**Exercise requirements:**
Give back every one of the records below word for word, changing nothing.

**Stored rows:**
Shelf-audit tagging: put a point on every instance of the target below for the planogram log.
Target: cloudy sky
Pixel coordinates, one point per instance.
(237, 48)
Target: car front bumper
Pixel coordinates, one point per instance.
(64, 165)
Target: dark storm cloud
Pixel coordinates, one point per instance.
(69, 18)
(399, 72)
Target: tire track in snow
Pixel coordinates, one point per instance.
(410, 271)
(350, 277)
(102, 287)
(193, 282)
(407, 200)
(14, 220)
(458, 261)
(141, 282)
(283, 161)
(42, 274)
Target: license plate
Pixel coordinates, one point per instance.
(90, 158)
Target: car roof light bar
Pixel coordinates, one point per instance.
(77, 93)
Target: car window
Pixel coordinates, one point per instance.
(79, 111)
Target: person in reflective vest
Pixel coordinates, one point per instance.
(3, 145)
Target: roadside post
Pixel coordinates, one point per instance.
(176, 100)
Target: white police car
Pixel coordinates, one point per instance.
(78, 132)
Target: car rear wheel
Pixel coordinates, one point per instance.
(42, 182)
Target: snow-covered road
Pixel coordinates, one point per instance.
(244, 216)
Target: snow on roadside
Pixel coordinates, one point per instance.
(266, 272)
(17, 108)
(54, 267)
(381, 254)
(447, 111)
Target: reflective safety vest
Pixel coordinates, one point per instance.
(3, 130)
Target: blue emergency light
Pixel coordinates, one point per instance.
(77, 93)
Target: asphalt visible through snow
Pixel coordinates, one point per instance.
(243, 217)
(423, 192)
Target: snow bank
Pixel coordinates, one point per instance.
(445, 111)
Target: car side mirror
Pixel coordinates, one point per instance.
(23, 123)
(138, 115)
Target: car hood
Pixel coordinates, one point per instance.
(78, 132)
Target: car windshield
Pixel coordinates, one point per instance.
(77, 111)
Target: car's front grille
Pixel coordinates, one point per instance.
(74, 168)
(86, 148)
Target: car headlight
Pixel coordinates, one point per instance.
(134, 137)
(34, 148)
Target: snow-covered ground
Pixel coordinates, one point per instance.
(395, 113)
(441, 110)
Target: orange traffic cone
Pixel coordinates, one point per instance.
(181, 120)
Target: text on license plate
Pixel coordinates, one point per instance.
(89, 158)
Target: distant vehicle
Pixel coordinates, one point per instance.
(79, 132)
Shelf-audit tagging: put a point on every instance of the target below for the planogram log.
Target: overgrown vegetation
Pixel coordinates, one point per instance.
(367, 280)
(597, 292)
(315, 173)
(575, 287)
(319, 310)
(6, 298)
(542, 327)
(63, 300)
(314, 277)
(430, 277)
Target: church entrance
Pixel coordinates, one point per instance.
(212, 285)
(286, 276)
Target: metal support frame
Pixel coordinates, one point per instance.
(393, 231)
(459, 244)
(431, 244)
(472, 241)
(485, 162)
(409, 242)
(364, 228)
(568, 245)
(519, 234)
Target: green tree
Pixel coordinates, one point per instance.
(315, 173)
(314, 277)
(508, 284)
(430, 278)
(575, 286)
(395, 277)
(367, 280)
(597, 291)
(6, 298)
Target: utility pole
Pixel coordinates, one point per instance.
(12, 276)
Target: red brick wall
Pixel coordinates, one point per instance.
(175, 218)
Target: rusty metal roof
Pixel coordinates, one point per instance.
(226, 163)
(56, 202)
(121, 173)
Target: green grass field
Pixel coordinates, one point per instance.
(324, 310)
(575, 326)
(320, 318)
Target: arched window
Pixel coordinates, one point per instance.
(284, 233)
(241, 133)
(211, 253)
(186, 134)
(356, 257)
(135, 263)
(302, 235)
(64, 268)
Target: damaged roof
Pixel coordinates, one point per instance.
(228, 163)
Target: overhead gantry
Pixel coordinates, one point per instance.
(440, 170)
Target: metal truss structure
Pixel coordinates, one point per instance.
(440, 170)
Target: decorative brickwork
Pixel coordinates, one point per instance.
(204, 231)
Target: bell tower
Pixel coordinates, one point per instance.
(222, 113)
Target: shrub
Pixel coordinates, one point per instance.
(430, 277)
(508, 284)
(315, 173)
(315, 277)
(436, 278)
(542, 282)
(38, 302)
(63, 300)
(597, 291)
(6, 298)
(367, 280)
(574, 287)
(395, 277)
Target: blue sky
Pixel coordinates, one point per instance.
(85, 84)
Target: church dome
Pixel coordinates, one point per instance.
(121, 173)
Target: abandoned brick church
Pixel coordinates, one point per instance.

**Response to this task:**
Shelf-audit tagging: put a point on every instance of the target below for the planogram log.
Target: cloudy sky
Pixel coordinates, one point per instance.
(237, 48)
Target: car front bumper
Pixel coordinates, one point per instance.
(64, 165)
Target: dark storm cloud
Pixel coordinates, one point per instance.
(69, 18)
(399, 72)
Target: tire track in snow
Pixel coordinates, one point per instance.
(410, 271)
(350, 277)
(102, 287)
(193, 282)
(407, 200)
(14, 220)
(458, 261)
(141, 282)
(283, 161)
(42, 274)
Target: license plate
Pixel coordinates, one point per instance.
(90, 158)
Target: car roof light bar
Pixel coordinates, one point per instance.
(77, 93)
Target: car window
Pixel coordinates, one point per instance.
(79, 111)
Target: person in reflective vest
Pixel coordinates, one point per instance.
(3, 145)
Target: roadside post
Pixel coordinates, one point per instance.
(176, 100)
Target: white police car
Pixel coordinates, one point per instance.
(78, 132)
Target: car rear wheel
Pixel coordinates, one point per instance.
(42, 182)
Target: snow-covered road
Pixel coordinates, one point per instance.
(244, 216)
Target: snow on roadside
Pixel coordinates, one point per instance.
(266, 272)
(17, 108)
(54, 267)
(381, 254)
(447, 111)
Target: reflective safety vest
Pixel coordinates, one point per instance.
(3, 130)
Target: blue emergency light
Pixel coordinates, one point per instance.
(77, 93)
Target: asphalt visible through snow
Pixel coordinates, one point per instance.
(243, 217)
(423, 192)
Target: snow bank
Pixel coordinates, one point per instance.
(445, 111)
Target: car side mirror
Pixel coordinates, one point per instance.
(23, 123)
(138, 115)
Target: car hood
Pixel coordinates, one point per instance.
(78, 132)
Target: car windshield
Pixel coordinates, one point per instance.
(77, 111)
Target: car's front grille
Pixel coordinates, one point per instance.
(74, 168)
(86, 148)
Target: car headlight
Pixel coordinates, one point per instance.
(134, 137)
(34, 148)
Target: snow-covered ground
Pixel coordinates, one point per instance.
(395, 113)
(441, 110)
Target: orange traffic cone
Pixel coordinates, one point per instance.
(181, 120)
Target: text on license plate
Pixel coordinates, one point per instance.
(89, 158)
Target: distant vehicle
Pixel coordinates, one point per instance.
(79, 132)
Shelf-audit tagging: put a point on every instance of the target below for the planogram log.
Target: overgrown vegetation
Pixel coordinates, one point per instance.
(367, 280)
(597, 292)
(315, 173)
(575, 287)
(319, 310)
(6, 298)
(542, 327)
(63, 300)
(314, 277)
(430, 277)
Target: church entrance
Pixel coordinates, one point per instance.
(212, 285)
(286, 276)
Target: metal support frame
Pixel coordinates, one point per instance.
(393, 231)
(459, 244)
(431, 244)
(472, 241)
(485, 162)
(409, 242)
(364, 228)
(568, 245)
(519, 234)
Target: green tree
Pixel coordinates, one point per instance.
(315, 173)
(314, 277)
(508, 284)
(430, 278)
(575, 286)
(395, 277)
(367, 280)
(597, 291)
(6, 298)
Target: utility pole
Pixel coordinates, one point per instance.
(12, 276)
Target: red brick wall
Pixel coordinates, one point per instance.
(175, 218)
Target: rusty metal roof
Pixel coordinates, one point per instance.
(226, 163)
(56, 202)
(121, 173)
Target: green grass field
Pixel coordinates, one point per instance.
(324, 310)
(575, 326)
(320, 318)
Target: arched window
Pixel coordinates, one point per instance.
(284, 233)
(241, 133)
(211, 253)
(186, 134)
(356, 257)
(135, 263)
(302, 235)
(64, 268)
Target: damaged roof
Pixel coordinates, one point per instance.
(228, 163)
Target: overhead gantry
Pixel coordinates, one point per instance.
(440, 170)
Target: metal truss structure
Pixel coordinates, one point per instance.
(440, 170)
Target: decorative brickwork
Pixel coordinates, one point per instance.
(204, 231)
Target: bell tower
Pixel coordinates, one point per instance.
(222, 113)
Target: shrub
Pixel coordinates, one point per instance.
(430, 277)
(508, 284)
(315, 173)
(315, 277)
(436, 278)
(542, 282)
(38, 302)
(63, 300)
(597, 291)
(6, 298)
(367, 280)
(574, 287)
(395, 277)
Target: blue sky
Pixel coordinates, one point per instance.
(85, 84)
Target: church dome
Pixel coordinates, one point per instance.
(121, 173)
Target: abandoned brick church
Pixel coordinates, one point per instance.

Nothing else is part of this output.